Exercise details:
In the forum exchange below, retype word for word the part starting at "I resent that" and ending at "PSE across Canada.".

I resent that remark. They are anti-Ottawa comments. If you want to defend the federally managed neoliberal setup in this country since Mulroney and Chretien, then let 'er rip. Tell us how you really feel about the two dirty old line parties and what they've done to PSE across Canada.

Unionist

Fidel - get a life. We elected 59 NDP mps in Québec, without your assistance. Now go do something positive for them in Canada, please - without running interference for the neo-liberals in power in Manitoba. Thanks for your time and attention.

 

Fidel

Unionist wrote:

Fidel - get a life. We elected 59 NDP mps in Québec, without your assistance. Now go do something positive for them in Canada, please - without running interference for the neo-liberals in power in Manitoba. Thanks for your time and attention.

Excerpted data:
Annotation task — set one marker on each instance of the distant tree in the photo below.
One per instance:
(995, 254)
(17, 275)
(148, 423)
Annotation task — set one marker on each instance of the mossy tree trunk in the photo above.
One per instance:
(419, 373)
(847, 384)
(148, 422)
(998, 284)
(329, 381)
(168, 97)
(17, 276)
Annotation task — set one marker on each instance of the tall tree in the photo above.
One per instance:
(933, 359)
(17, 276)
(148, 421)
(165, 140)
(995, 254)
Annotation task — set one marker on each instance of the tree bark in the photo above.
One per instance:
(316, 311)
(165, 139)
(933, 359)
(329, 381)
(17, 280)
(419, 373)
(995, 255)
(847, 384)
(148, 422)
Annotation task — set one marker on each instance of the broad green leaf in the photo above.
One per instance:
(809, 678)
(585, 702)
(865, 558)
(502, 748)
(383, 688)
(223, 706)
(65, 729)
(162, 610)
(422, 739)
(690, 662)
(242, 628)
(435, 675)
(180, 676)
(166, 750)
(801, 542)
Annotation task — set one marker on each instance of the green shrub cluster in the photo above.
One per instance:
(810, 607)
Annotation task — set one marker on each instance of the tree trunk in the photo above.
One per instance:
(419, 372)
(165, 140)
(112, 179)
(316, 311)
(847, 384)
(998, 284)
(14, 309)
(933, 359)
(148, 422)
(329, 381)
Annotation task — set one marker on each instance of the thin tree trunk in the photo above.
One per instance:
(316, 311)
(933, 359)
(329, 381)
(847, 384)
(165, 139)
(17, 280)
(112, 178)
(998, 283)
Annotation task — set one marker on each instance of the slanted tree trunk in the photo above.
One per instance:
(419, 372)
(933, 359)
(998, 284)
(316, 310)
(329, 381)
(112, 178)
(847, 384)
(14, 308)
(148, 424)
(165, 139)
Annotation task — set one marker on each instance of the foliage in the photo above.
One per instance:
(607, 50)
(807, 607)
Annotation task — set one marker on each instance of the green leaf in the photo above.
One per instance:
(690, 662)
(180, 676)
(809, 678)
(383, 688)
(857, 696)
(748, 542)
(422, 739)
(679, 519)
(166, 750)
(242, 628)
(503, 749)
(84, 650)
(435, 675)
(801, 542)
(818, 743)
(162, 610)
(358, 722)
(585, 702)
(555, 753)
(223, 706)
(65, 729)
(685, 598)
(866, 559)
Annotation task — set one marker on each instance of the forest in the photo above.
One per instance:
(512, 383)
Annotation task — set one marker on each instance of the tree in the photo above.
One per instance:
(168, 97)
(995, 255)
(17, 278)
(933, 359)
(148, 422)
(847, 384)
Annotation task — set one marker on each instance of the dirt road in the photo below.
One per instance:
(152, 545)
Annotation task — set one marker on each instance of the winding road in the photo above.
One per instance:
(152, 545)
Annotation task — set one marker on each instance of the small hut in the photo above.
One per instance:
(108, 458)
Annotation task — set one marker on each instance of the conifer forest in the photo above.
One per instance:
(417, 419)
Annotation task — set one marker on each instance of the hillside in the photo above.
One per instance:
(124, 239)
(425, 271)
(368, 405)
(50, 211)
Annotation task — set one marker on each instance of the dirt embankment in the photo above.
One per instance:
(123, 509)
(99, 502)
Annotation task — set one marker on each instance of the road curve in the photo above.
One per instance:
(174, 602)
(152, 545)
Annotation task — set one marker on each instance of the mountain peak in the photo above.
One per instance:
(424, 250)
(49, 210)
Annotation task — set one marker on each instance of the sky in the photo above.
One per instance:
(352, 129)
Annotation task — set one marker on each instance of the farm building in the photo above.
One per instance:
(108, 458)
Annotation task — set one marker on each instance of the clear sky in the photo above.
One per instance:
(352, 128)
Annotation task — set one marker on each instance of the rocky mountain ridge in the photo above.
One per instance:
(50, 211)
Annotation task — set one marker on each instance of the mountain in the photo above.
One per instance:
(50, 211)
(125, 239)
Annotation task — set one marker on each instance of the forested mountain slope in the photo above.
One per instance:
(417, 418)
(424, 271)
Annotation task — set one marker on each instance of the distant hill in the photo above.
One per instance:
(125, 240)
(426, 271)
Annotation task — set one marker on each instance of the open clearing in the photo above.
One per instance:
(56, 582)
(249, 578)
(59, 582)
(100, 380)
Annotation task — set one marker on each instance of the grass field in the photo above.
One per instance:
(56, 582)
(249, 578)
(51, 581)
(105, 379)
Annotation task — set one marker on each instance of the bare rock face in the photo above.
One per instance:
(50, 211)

...

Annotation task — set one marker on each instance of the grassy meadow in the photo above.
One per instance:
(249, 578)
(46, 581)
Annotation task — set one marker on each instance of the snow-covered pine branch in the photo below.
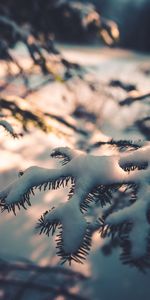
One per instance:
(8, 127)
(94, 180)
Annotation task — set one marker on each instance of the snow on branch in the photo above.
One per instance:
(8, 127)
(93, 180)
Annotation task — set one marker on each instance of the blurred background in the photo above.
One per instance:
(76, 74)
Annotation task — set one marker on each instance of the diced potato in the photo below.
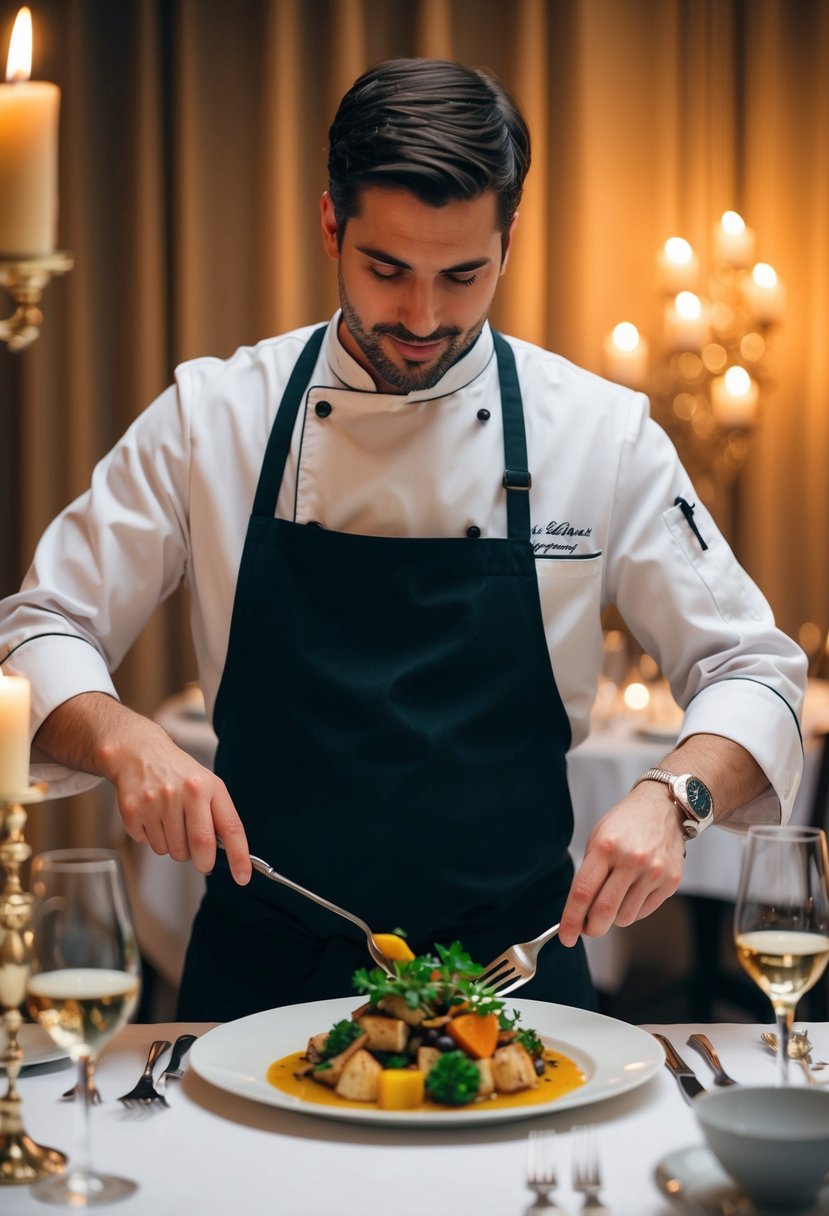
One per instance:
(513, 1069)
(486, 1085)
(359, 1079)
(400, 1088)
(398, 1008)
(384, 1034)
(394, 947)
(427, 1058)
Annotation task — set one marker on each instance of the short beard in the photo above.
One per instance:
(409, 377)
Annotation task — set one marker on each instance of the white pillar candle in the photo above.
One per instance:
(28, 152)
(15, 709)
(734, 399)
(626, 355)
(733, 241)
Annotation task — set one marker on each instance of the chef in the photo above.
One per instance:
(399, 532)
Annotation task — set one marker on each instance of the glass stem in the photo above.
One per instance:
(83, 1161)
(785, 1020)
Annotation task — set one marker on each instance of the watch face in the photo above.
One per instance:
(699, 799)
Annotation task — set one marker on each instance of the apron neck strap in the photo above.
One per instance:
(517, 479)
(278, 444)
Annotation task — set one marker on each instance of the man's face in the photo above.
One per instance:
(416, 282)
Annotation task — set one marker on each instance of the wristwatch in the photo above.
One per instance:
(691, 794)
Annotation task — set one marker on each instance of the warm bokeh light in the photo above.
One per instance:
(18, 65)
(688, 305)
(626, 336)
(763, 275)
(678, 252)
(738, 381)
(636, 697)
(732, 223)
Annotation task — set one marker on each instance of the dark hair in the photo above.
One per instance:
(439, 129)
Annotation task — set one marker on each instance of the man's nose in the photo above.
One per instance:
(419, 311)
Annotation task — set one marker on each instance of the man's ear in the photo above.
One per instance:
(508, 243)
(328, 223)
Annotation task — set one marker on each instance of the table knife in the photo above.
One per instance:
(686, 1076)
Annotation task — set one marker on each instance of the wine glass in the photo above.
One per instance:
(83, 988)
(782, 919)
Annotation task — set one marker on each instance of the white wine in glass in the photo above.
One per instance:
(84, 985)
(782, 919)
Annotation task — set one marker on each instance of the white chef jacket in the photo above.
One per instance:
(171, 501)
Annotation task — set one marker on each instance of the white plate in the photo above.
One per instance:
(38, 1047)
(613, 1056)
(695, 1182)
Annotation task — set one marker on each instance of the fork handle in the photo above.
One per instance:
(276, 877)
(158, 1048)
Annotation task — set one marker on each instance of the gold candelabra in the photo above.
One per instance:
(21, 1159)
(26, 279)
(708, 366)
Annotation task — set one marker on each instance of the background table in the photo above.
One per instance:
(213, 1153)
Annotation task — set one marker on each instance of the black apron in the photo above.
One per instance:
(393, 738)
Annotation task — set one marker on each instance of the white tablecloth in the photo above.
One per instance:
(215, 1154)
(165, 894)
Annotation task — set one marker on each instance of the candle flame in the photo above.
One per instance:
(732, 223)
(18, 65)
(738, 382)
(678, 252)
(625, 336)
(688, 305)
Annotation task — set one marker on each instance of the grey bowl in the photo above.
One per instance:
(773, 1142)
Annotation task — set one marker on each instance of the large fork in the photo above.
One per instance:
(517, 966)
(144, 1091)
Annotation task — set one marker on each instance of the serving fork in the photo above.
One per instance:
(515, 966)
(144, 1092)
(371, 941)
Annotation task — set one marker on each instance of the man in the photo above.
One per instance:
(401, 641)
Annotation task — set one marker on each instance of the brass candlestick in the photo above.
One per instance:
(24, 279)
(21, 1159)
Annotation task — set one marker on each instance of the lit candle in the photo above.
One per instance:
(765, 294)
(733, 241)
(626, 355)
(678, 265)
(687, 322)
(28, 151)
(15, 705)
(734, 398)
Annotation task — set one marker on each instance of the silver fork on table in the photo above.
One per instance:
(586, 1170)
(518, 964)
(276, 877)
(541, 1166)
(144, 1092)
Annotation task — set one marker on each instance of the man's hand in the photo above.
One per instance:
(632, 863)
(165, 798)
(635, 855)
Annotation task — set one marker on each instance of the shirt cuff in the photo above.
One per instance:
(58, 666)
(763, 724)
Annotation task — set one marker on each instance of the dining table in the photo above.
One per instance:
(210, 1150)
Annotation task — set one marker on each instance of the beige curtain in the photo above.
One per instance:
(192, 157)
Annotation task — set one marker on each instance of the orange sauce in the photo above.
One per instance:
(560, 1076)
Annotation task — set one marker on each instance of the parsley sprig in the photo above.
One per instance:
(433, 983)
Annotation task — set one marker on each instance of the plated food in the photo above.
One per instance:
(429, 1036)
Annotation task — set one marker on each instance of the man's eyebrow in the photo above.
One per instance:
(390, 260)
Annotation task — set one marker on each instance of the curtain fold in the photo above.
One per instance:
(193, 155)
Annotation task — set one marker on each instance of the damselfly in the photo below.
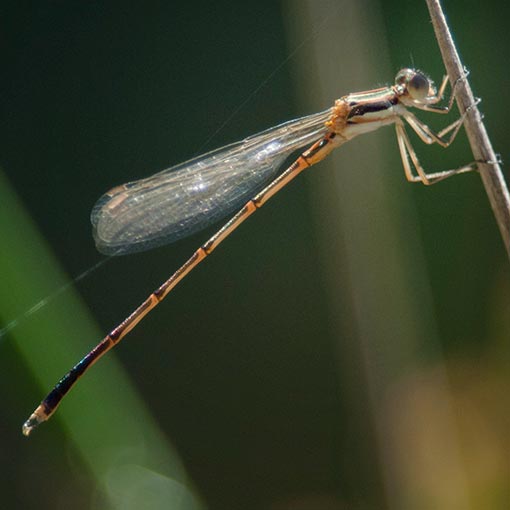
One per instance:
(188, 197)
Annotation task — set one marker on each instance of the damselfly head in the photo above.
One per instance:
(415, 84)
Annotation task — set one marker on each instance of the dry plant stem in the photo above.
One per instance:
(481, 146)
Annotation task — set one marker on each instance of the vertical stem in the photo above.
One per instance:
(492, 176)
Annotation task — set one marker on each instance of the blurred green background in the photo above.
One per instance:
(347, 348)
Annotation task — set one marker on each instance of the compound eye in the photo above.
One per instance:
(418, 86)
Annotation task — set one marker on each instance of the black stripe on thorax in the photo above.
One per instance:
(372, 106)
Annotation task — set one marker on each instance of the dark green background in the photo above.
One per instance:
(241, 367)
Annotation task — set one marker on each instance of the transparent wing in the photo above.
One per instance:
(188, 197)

...

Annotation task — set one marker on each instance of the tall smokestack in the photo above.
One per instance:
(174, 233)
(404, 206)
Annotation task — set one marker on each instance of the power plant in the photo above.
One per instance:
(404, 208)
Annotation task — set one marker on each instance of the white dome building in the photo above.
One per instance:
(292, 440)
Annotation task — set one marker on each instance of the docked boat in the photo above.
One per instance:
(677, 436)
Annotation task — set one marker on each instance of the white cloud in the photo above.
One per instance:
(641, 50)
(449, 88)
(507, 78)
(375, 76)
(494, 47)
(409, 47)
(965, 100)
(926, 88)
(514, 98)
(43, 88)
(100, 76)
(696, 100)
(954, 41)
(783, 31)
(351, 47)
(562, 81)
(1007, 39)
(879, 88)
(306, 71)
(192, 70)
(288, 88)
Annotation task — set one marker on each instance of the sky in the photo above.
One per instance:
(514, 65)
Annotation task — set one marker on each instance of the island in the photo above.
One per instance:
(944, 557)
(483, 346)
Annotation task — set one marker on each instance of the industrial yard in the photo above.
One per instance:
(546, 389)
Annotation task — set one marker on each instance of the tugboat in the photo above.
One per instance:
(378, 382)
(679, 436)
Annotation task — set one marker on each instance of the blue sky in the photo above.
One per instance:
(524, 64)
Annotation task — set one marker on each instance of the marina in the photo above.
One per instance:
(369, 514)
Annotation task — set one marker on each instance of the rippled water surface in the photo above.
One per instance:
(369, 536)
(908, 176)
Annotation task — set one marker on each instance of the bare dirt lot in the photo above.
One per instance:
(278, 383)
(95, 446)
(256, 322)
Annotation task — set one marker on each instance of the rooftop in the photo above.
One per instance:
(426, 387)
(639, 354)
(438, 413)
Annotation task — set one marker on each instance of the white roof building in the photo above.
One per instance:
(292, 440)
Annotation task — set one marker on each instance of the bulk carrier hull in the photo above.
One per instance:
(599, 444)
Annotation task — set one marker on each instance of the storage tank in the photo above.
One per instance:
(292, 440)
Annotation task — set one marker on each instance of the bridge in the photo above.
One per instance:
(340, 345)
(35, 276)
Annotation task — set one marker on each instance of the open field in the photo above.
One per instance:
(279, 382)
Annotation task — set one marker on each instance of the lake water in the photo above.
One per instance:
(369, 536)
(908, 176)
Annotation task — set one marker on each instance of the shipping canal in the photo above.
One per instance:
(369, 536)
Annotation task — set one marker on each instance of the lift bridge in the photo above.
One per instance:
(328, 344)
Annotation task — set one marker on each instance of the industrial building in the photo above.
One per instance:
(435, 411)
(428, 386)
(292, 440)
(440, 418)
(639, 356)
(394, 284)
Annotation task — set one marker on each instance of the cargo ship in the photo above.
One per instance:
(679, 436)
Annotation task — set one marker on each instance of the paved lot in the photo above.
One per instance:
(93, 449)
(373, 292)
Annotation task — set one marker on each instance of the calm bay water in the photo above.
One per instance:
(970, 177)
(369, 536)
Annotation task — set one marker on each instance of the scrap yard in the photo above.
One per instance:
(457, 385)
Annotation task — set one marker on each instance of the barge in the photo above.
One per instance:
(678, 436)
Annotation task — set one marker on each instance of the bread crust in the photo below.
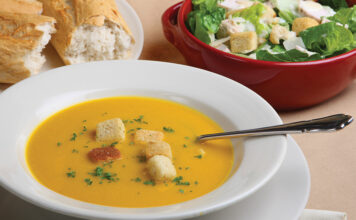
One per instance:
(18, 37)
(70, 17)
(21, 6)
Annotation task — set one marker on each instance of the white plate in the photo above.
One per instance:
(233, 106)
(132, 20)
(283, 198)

Finished task:
I resent that remark. They are anti-Ottawa comments. If you want to defend the federally managed neoliberal setup in this country since Mulroney and Chretien, then let 'er rip. Tell us how you really feel about the two dirty old line parties and what they've done to PSE across Canada.